» Exercise description:
Report each line in the items below that contains the word "headlight", copying every such line in full.
──────── Data ────────
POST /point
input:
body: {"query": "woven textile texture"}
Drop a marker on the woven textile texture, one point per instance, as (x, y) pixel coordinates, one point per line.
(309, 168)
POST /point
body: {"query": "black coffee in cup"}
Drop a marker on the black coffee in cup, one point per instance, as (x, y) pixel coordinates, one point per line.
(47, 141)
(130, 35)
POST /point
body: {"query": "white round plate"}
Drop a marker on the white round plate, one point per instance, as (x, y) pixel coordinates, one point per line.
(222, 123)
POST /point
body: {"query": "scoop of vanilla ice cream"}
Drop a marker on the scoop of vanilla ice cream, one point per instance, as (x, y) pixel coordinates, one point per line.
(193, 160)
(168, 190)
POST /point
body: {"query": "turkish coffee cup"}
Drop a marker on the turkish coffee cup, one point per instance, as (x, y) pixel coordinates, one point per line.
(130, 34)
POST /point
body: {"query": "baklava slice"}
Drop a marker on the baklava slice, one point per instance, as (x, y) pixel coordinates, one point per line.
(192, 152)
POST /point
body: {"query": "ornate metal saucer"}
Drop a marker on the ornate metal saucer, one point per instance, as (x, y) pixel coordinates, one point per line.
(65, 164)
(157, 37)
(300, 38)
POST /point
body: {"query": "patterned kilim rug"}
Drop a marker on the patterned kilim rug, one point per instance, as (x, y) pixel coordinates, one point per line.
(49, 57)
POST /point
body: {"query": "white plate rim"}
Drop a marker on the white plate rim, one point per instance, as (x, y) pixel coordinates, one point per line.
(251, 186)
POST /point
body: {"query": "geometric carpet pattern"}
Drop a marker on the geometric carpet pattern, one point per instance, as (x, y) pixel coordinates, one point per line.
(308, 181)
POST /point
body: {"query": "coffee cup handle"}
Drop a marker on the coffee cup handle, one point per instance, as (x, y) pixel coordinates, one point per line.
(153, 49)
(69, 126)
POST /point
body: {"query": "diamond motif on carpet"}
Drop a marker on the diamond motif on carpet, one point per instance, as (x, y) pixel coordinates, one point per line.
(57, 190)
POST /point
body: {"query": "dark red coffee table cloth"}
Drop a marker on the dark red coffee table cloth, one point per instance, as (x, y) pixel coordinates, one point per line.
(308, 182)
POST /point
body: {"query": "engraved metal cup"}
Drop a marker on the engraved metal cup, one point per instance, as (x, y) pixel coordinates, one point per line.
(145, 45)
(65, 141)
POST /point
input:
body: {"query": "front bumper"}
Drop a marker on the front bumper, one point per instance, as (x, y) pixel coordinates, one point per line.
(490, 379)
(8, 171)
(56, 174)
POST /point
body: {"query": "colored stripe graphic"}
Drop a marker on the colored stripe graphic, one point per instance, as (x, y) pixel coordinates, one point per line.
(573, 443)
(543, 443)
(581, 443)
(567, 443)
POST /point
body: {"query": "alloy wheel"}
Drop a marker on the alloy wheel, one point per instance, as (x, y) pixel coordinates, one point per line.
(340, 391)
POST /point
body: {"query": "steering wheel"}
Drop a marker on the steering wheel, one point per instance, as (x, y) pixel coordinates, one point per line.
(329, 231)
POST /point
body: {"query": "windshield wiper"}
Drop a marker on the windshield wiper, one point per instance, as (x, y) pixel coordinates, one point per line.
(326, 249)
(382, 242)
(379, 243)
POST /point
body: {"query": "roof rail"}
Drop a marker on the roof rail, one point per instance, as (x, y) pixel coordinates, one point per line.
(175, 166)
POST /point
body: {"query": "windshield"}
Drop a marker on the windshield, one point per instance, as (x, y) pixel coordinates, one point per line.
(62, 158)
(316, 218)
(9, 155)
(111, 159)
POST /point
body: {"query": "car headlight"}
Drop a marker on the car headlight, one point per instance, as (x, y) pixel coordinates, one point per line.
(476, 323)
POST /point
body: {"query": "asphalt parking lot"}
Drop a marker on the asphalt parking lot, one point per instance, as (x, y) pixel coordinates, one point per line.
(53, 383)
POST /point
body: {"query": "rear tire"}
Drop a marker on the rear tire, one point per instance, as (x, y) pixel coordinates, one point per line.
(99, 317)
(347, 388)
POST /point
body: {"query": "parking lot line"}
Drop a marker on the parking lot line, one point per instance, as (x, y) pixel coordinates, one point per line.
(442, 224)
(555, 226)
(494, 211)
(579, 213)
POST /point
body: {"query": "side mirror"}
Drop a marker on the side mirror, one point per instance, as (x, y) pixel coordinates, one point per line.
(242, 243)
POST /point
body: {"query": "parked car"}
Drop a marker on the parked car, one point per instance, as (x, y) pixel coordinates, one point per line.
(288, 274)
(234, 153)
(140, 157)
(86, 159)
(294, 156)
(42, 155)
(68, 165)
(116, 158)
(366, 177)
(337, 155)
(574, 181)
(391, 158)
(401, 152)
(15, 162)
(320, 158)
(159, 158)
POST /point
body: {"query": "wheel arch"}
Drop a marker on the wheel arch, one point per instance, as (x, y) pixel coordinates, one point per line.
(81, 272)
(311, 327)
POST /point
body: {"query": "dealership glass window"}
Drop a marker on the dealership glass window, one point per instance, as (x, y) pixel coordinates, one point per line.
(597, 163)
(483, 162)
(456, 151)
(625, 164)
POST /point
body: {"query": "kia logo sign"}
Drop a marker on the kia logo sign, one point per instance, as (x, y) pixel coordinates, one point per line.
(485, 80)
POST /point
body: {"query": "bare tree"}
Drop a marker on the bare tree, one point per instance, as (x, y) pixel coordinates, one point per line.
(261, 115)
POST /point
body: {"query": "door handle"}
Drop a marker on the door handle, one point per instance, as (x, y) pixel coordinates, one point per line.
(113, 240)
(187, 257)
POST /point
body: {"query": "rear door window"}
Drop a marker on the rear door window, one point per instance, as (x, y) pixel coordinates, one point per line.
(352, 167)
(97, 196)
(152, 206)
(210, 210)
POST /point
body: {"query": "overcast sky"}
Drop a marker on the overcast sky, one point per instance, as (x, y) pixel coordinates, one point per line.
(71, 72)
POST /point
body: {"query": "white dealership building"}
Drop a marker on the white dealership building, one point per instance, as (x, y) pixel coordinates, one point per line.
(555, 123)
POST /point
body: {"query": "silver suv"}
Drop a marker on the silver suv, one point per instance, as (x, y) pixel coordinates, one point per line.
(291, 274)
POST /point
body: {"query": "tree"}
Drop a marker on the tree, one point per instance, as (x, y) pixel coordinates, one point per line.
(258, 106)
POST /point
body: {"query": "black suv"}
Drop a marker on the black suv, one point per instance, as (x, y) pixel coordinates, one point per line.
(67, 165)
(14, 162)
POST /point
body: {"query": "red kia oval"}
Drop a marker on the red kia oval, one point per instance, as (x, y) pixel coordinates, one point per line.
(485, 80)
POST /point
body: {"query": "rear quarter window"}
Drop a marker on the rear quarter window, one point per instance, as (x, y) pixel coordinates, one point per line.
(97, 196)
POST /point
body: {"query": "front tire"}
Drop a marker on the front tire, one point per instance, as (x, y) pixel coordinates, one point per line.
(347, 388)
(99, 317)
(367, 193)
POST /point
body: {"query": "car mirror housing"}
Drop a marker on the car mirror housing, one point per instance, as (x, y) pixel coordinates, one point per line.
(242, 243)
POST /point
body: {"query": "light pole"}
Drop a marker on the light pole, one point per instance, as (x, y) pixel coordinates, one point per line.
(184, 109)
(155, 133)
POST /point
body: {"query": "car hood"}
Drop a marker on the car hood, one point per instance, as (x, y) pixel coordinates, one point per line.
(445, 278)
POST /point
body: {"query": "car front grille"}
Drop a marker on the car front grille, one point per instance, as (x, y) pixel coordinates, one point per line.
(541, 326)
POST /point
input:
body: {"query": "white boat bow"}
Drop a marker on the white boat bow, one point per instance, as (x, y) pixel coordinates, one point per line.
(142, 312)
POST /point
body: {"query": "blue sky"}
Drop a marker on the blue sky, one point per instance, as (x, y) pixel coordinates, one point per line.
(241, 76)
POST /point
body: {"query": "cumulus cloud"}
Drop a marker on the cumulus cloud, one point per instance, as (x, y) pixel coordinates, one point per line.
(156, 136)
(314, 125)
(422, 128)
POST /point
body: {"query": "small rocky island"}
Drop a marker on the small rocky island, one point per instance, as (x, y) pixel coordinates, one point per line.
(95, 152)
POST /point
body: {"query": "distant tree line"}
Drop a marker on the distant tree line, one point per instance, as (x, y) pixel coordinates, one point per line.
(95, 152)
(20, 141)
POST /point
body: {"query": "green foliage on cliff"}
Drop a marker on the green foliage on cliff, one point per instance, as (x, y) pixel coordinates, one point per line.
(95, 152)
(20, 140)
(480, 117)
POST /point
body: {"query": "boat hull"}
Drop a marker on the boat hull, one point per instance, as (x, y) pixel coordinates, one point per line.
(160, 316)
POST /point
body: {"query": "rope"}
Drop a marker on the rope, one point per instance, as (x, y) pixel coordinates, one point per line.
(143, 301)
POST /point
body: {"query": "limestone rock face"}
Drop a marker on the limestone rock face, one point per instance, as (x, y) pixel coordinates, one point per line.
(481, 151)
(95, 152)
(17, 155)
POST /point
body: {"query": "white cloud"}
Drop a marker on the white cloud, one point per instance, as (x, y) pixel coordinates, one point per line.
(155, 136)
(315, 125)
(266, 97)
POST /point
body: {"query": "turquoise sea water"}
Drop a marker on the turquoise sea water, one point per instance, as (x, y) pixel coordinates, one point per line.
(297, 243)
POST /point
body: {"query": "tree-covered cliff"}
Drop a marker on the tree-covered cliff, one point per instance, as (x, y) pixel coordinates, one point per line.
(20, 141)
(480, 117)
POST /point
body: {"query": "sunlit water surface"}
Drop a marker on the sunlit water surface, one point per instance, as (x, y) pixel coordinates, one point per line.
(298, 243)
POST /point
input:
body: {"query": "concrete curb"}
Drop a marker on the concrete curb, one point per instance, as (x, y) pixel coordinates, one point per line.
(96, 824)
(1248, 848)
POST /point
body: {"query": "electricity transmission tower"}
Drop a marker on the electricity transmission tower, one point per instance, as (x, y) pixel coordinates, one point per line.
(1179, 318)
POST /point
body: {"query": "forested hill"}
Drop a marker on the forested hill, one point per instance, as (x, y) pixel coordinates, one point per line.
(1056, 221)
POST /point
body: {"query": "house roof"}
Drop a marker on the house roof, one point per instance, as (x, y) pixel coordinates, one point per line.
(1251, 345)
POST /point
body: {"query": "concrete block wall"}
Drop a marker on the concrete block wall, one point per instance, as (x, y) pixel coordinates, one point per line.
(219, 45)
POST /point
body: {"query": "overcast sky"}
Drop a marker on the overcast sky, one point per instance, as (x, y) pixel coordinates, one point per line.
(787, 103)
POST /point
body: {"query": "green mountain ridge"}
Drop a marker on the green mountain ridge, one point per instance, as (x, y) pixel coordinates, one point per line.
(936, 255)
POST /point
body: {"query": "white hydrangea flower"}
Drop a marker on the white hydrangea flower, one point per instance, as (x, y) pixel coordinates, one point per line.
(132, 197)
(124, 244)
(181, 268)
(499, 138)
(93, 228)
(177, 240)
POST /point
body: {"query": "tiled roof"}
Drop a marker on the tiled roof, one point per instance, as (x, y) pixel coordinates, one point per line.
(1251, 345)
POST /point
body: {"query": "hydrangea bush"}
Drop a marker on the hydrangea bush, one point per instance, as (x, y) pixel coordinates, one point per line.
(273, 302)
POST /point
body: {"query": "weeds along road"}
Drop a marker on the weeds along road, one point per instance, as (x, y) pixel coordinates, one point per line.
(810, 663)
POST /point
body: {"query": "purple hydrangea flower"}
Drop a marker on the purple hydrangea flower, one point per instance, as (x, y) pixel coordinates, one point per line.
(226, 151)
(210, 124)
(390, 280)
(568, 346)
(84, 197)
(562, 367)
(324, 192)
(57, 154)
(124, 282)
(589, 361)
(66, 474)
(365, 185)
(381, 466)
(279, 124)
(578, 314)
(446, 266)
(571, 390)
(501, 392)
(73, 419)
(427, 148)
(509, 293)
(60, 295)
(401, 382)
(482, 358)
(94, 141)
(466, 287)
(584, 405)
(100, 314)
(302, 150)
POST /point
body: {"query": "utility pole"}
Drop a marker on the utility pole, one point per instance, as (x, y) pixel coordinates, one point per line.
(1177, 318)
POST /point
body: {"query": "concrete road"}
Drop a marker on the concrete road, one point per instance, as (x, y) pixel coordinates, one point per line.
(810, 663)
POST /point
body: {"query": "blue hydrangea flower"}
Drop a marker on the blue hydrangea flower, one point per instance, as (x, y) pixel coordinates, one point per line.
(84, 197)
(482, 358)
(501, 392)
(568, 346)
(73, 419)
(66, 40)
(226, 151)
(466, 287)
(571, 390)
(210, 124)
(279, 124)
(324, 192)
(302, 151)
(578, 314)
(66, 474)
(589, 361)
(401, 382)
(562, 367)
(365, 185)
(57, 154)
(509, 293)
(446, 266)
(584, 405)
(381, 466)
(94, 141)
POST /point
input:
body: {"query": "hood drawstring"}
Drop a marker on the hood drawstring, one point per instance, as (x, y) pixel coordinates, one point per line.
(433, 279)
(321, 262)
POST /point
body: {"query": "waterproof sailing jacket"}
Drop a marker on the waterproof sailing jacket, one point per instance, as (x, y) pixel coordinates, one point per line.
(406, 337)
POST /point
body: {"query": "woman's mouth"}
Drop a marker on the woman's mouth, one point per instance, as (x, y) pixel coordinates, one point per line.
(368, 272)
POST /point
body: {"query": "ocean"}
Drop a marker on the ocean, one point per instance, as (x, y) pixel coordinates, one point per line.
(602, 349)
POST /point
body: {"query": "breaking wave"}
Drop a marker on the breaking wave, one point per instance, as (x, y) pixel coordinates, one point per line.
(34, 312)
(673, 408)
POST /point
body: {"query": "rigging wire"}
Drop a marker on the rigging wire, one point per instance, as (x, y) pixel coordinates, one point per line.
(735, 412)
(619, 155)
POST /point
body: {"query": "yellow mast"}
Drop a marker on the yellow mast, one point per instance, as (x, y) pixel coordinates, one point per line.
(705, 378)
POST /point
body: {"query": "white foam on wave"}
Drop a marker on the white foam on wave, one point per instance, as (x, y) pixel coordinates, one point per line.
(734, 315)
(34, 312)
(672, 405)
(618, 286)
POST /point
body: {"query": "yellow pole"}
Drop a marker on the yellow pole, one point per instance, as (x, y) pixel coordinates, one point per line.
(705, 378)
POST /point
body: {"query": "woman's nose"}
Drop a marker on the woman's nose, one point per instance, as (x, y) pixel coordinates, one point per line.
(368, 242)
────────
» The answer:
body: {"query": "car headlight"}
Drop a marker on the car headlight, one point per instance, as (x, y) pixel coordinates, one point per line.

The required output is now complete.